EXTRAIT |

<<<<

# Equivalent de flash.



## Flibust007 (7 Août 2010)

Quelqu'un connait-il l'existence d'un navigateur fonctionnant sur Ipad et qui serait doté d'une fonction permettant de visionner les animations flash ( en les convertissant, par exemple ) ??

La honte soit sur Apple qui prend une décision unilatérale à ce sujet et qui ne laisse pas à ses utilisateurs la liberté de choix.

Après tout, si on se plante avec Flash, on sait qu'on a couru un risque, et on se ramasse non ??


----------



## ET80 (7 Août 2010)

je n'en connait pas. Mais je n'aime pas ta facon de réagir :

Si tu l'a acheté , tu était au courant de ces limitations. Personne ne t'as obliger a l'acheté?

Apple a créer son appareil, il met les technologies qu'il veut, non?


----------



## Flibust007 (7 Août 2010)

ET80 a dit:


> je n'en connait pas. Mais je n'aime pas ta facon de réagir :
> 
> Si tu l'a acheté , tu était au courant de ces limitations. Personne ne t'as obliger a l'acheté?
> 
> Apple a créer son appareil, il met les technologies qu'il veut, non?




Toi aussi, tu as une drôle de réaction ....
J'ai constaté cette limitation APRES l'achat de l'appareil.
Je peux la regretter et essayer d'y remédier, non ?


----------



## ET80 (7 Août 2010)

Sa a été fortement médiatiser cette limitation (sur iPhone par exemple, sachant que lipad a le même os ....

De plus quand on fait un investissement conséquent (500&#8364; mini) on se renseigne un minimum sur l appareil (et le flash est un point largement aborder quand on parle de l iPad).


----------



## Gwen (7 Août 2010)

Flibust007 a dit:


> Toi aussi, tu as une drôle de réaction ....
> J'ai constaté cette limitation APRES l'achat de l'appareil.
> Je peux la regretter et essayer d'y remédier, non ?



La honte soit sur l'acheteur qui prend la décision d'acheter un produit et qui ne se renseigne pas avant sur son choix.

>>>>

CONSIGNE A |
Présentez sous forme de liste JSON de chaînes, une chaîne par ligne et sans les lignes vides, les lignes des données qui vont de celle contenant "like [(126, 135)]." jusqu'à celle contenant "[(215, 130), (312, 125)]", incluse.
La discussion sur Flash et l'iPad et les données qui suivent n'ont pas la même origine.

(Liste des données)
<<<<

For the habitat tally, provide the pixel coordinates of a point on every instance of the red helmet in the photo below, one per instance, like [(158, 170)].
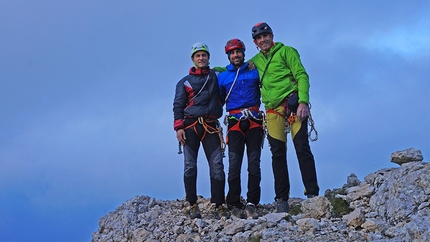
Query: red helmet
[(234, 44)]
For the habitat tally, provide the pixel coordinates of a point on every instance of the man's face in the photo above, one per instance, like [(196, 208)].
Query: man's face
[(264, 41), (236, 57), (201, 59)]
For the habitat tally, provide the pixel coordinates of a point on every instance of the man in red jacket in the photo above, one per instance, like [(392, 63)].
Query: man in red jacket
[(196, 109)]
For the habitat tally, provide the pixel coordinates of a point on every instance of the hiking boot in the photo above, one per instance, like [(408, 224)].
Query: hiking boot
[(195, 212), (237, 212), (220, 211), (282, 206), (251, 212)]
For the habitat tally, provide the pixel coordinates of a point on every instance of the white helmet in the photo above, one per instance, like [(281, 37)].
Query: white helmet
[(198, 47)]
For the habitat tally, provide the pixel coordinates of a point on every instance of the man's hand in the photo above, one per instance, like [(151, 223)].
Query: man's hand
[(251, 65), (180, 135), (302, 111)]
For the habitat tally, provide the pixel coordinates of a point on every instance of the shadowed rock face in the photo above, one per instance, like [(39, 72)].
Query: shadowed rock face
[(391, 204)]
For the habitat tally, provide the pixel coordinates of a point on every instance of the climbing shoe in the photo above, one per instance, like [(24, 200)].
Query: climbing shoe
[(195, 212), (220, 211), (250, 210), (282, 206)]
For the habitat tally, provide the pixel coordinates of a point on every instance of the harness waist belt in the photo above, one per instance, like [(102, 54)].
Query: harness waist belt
[(237, 111)]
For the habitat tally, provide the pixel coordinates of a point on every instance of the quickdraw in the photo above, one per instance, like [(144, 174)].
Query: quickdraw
[(210, 130), (290, 118), (247, 113)]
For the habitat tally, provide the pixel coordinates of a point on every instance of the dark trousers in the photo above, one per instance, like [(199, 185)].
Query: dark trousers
[(239, 137), (305, 159), (212, 148)]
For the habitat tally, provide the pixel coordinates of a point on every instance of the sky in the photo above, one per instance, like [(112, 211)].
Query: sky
[(86, 93)]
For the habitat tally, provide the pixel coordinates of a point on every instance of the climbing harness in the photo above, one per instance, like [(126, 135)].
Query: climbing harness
[(208, 130), (247, 113), (290, 118)]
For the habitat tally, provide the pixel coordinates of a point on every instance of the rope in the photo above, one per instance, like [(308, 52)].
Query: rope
[(215, 130), (312, 125)]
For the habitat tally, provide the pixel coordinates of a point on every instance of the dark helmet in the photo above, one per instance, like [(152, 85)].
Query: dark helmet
[(261, 28), (234, 44)]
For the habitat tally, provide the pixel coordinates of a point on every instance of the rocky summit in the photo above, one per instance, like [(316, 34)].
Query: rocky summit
[(391, 204)]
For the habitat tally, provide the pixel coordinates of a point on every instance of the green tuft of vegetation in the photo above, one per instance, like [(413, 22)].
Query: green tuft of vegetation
[(340, 207), (296, 209)]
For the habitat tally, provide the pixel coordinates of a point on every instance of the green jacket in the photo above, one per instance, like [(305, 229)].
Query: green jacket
[(284, 75)]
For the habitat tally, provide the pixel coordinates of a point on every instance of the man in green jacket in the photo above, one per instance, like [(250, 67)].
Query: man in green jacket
[(285, 94)]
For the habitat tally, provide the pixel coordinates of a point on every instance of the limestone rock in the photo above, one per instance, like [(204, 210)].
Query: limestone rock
[(405, 156), (391, 204)]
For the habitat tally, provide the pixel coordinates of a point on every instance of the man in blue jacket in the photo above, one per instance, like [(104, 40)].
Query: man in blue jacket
[(239, 89)]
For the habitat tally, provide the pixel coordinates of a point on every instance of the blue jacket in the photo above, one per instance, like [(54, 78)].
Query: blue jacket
[(246, 89)]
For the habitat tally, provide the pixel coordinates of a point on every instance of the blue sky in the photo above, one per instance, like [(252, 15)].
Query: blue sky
[(86, 92)]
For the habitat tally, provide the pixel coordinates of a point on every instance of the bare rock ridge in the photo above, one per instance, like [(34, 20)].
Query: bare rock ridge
[(391, 204)]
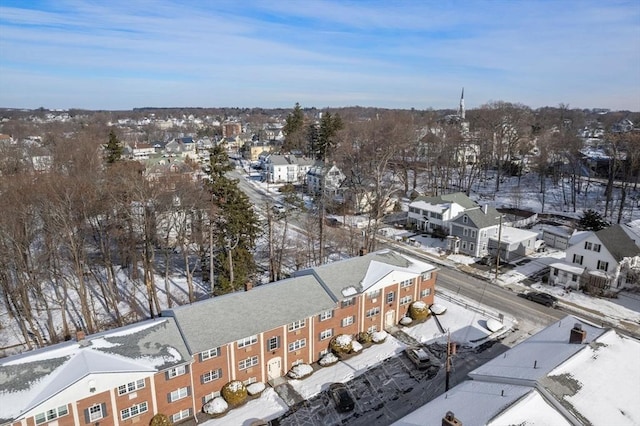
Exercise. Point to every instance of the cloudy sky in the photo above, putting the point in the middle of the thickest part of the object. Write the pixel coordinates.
(396, 54)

>>>>

CONSIGNE B |
Poursuivez la discussion sur Flash et l'iPad à partir de l'endroit où elle s'arrête.

RÉPONSE A |
[
  "For the habitat tally, provide the pixel coordinates of a point on every instance of the climbing harness in the photo above, one per instance, like [(126, 135)].",
  "Query: climbing harness",
  "[(208, 130), (247, 113), (290, 118)]",
  "For the habitat tally, provide the pixel coordinates of a point on every instance of the rope in the photo above, one per instance, like [(308, 52)].",
  "Query: rope",
  "[(215, 130), (312, 125)]"
]

RÉPONSE B |
Après tout, si on se plante en achetant sans réfléchir, on sait qu'on a couru un risque, et on se ramasse non ??


----------



## Flibust007 (7 Août 2010)

Vous êtes étranges quand même.
Je demandais de l'aide et on me fait la morale comme à un gosse.
Tout le monde peut ne pas être au courant de l'aspect très particulier de son achat.
Et cela a certainement du vous arriver.
Si ce n'est pas pour m'aider, chose que j'ai eu le plaisir de faire de nombreuses fois dans ce forum MacG, épargnez moi vos remontrances a deux sous.
Surprenant de ta part aussi le modo ....


----------



## GraphiqueDesign (7 Août 2010)

Flibust007 a dit:


> Vous êtes étranges quand même.
> Je demandais de l'aide et on me fait la morale comme à un gosse.
> Tout le monde peut ne pas être au courant de l'aspect très particulier de son achat.
> Et cela a certainement du vous arriver.
> ...



... c'est vrai que là, c'est limite débile, vos réactions !!!
... le nombre de personnes que je connais qui parle d'animation web sans même savoir que c'est issue d'une technologie qui s'appelle Flash, ou encore d'autres qui confondent un gif animé avec de la vidéo online ... puis entre temps, une solution de contournement aurait très bien pu voir le jour ... allez, j'allume un cierge en sortant et mets 100 balles dans le petit panier


----------



## salamander (7 Août 2010)

Flibust007 a dit:


> Tout le monde peut ne pas être au courant de l'aspect très particulier de son achat.



C'est vrai que ces derniers temps, on n'a pas beaucoup entendu parler du couple Apple/Adobe...........

Au fait, n'achète pas l iphone 4, il me semble avoir lu quelque part qu'il y aurait un souci d antenne ......


----------



## sharky (8 Août 2010)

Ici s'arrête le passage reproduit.